* _YOUR ASSIGNMENT_: The lines to copy are those in the listing that hold the word "water".

* _INFORMATION_:
..........

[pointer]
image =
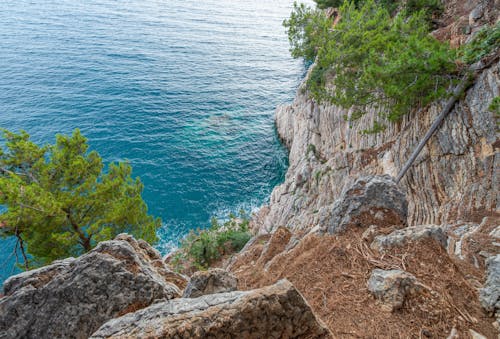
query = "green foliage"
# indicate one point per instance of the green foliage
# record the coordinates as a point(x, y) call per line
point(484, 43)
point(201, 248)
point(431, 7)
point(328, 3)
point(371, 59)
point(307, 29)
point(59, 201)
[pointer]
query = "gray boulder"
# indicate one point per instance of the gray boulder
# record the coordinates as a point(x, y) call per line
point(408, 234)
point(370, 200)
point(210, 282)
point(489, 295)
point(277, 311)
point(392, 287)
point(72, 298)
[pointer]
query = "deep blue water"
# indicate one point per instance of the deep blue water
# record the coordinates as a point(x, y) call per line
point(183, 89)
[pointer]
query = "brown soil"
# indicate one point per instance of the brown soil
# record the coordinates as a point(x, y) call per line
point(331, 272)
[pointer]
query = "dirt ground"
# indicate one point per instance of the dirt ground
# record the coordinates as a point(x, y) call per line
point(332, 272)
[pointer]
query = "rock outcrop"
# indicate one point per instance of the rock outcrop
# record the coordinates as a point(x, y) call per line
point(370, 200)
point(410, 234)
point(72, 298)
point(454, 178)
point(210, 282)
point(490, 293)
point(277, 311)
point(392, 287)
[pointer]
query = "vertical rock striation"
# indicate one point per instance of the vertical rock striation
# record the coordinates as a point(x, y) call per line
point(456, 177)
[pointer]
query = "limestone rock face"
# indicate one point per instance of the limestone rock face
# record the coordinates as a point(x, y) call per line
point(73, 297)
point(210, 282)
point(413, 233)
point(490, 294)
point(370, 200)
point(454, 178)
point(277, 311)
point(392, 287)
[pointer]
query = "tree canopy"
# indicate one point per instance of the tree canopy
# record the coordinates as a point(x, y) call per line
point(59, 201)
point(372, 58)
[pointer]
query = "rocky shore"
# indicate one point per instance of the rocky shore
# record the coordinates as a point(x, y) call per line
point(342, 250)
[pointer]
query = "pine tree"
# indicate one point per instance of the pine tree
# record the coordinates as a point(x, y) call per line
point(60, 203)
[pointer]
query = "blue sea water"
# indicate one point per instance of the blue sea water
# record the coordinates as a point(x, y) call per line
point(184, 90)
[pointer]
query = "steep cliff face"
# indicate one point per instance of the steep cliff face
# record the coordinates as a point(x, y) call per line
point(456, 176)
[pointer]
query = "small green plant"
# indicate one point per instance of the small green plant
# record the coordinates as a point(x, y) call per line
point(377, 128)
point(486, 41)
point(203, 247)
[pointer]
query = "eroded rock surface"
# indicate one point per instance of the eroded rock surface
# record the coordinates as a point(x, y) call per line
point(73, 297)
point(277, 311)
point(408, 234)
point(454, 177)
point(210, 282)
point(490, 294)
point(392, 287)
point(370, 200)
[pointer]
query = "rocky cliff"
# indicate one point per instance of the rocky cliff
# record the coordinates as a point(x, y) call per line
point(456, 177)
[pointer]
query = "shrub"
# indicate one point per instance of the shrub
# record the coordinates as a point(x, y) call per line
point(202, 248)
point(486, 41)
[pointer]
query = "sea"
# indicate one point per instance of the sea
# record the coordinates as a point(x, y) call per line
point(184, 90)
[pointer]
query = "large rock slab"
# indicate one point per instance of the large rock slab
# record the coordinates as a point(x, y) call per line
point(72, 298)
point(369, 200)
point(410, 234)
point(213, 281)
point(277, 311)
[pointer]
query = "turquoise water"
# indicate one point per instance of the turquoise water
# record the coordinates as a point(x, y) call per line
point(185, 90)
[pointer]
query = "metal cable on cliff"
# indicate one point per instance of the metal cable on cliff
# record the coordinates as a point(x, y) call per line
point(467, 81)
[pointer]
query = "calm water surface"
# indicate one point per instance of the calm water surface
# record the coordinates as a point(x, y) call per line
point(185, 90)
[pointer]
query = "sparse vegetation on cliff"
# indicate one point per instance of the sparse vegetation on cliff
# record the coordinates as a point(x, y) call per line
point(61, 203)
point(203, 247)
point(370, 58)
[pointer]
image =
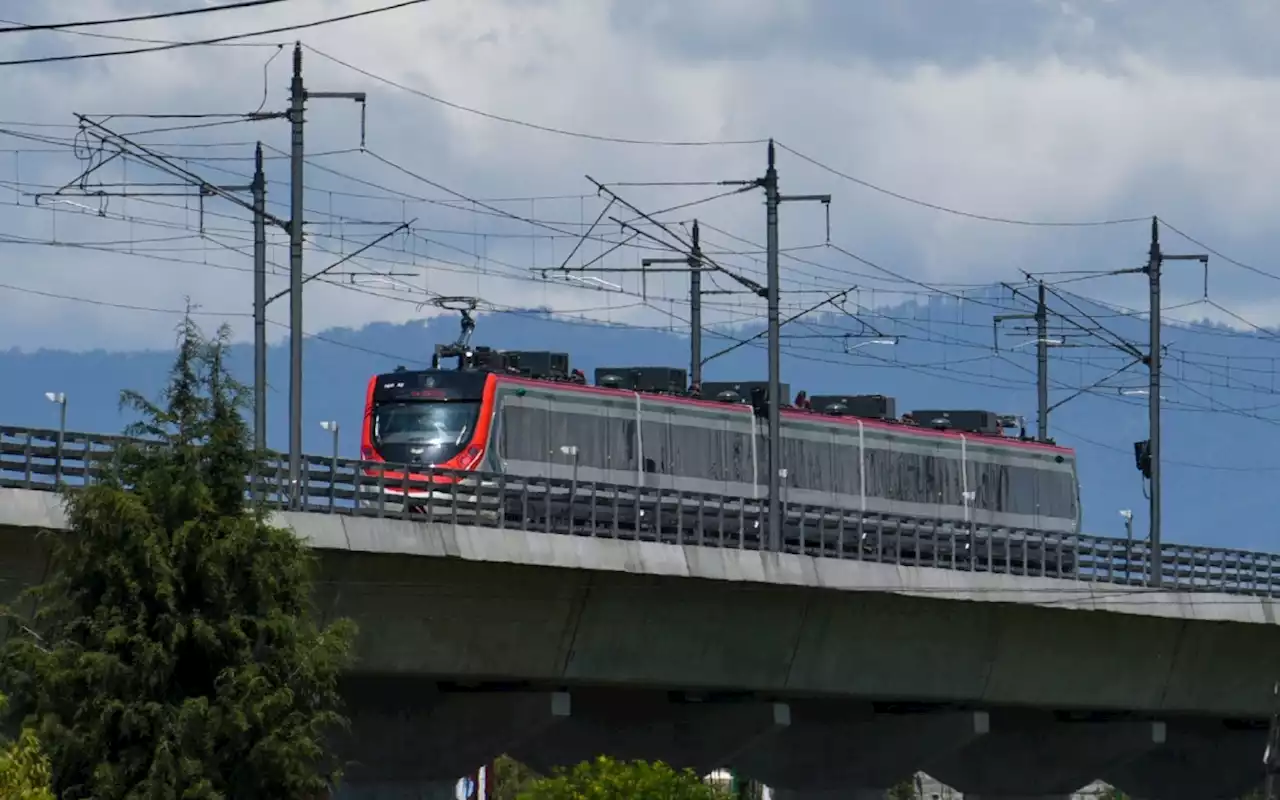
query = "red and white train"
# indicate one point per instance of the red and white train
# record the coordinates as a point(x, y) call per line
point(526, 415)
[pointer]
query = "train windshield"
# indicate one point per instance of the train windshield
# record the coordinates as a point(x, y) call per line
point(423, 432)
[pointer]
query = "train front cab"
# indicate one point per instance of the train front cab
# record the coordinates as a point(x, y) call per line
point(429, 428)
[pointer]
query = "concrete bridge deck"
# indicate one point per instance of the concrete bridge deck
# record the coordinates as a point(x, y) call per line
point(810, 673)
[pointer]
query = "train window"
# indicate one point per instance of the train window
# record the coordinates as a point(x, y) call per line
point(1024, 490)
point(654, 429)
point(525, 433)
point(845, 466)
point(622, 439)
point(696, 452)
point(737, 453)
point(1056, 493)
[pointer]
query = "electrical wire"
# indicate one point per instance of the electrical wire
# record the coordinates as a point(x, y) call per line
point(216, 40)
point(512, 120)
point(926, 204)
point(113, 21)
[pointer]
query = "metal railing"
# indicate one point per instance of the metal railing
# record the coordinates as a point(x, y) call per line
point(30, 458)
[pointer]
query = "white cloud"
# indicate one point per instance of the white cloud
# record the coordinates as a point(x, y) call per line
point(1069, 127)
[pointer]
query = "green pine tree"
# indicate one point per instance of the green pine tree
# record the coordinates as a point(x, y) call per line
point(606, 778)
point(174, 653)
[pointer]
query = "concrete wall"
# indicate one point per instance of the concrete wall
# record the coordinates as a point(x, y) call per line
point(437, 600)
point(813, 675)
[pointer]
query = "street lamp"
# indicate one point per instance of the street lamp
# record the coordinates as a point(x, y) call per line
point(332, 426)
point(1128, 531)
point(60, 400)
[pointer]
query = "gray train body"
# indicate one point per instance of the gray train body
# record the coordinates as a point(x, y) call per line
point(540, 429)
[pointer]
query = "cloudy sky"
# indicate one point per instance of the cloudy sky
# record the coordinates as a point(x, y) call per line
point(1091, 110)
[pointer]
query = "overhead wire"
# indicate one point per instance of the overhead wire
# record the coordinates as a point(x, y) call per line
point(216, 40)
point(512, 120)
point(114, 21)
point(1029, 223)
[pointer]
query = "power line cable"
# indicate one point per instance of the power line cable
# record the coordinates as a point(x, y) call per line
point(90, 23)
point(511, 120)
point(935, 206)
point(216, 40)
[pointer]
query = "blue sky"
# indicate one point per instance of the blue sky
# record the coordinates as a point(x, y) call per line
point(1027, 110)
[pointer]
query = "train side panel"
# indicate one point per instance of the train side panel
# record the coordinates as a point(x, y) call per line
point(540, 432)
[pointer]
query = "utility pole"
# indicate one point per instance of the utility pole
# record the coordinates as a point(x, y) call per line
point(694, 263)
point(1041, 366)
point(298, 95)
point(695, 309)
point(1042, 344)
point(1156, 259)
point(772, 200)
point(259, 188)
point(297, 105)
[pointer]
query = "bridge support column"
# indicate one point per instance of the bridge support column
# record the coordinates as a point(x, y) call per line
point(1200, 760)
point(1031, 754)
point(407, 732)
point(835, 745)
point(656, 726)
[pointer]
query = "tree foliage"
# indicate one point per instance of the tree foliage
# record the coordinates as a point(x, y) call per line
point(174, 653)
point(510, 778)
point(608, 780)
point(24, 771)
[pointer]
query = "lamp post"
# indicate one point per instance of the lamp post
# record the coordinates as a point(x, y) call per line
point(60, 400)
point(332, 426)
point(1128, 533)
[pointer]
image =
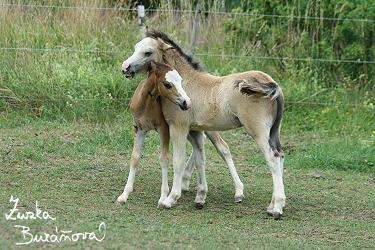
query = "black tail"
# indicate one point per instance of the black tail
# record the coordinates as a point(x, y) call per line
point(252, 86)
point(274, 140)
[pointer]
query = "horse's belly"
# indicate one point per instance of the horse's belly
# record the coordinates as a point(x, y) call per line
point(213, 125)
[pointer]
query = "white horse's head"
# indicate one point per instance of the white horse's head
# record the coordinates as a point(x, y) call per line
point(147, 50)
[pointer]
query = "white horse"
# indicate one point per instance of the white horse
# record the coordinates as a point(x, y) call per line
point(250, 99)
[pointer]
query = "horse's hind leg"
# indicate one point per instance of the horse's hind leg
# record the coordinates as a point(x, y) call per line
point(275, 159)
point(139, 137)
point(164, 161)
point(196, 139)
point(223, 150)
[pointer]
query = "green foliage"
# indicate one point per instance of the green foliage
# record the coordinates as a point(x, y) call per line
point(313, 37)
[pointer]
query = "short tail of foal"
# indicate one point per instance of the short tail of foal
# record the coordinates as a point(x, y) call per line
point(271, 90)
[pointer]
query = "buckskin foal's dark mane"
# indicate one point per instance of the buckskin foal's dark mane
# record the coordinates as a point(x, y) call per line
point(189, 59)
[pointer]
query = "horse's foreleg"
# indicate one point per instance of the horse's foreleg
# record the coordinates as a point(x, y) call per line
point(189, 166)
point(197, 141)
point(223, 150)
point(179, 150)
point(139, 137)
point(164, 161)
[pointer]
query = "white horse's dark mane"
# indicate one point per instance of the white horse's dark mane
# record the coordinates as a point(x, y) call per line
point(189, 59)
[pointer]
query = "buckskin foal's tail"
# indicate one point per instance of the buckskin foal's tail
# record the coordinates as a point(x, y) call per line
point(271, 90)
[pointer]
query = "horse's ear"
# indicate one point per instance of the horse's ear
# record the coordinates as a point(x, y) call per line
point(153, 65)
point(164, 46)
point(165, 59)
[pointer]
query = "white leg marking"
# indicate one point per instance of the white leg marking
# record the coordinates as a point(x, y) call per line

..........

* _ANSWER TO THE EXERCISE_:
query = "deep blue water"
# indicate one point per instance of the deep blue water
query = "blue sea water"
# indicate one point per instance of the blue sea water
query = "turquoise water"
# indicate one point per instance of the turquoise water
query = "calm water surface"
# indicate one point per instance of the calm water surface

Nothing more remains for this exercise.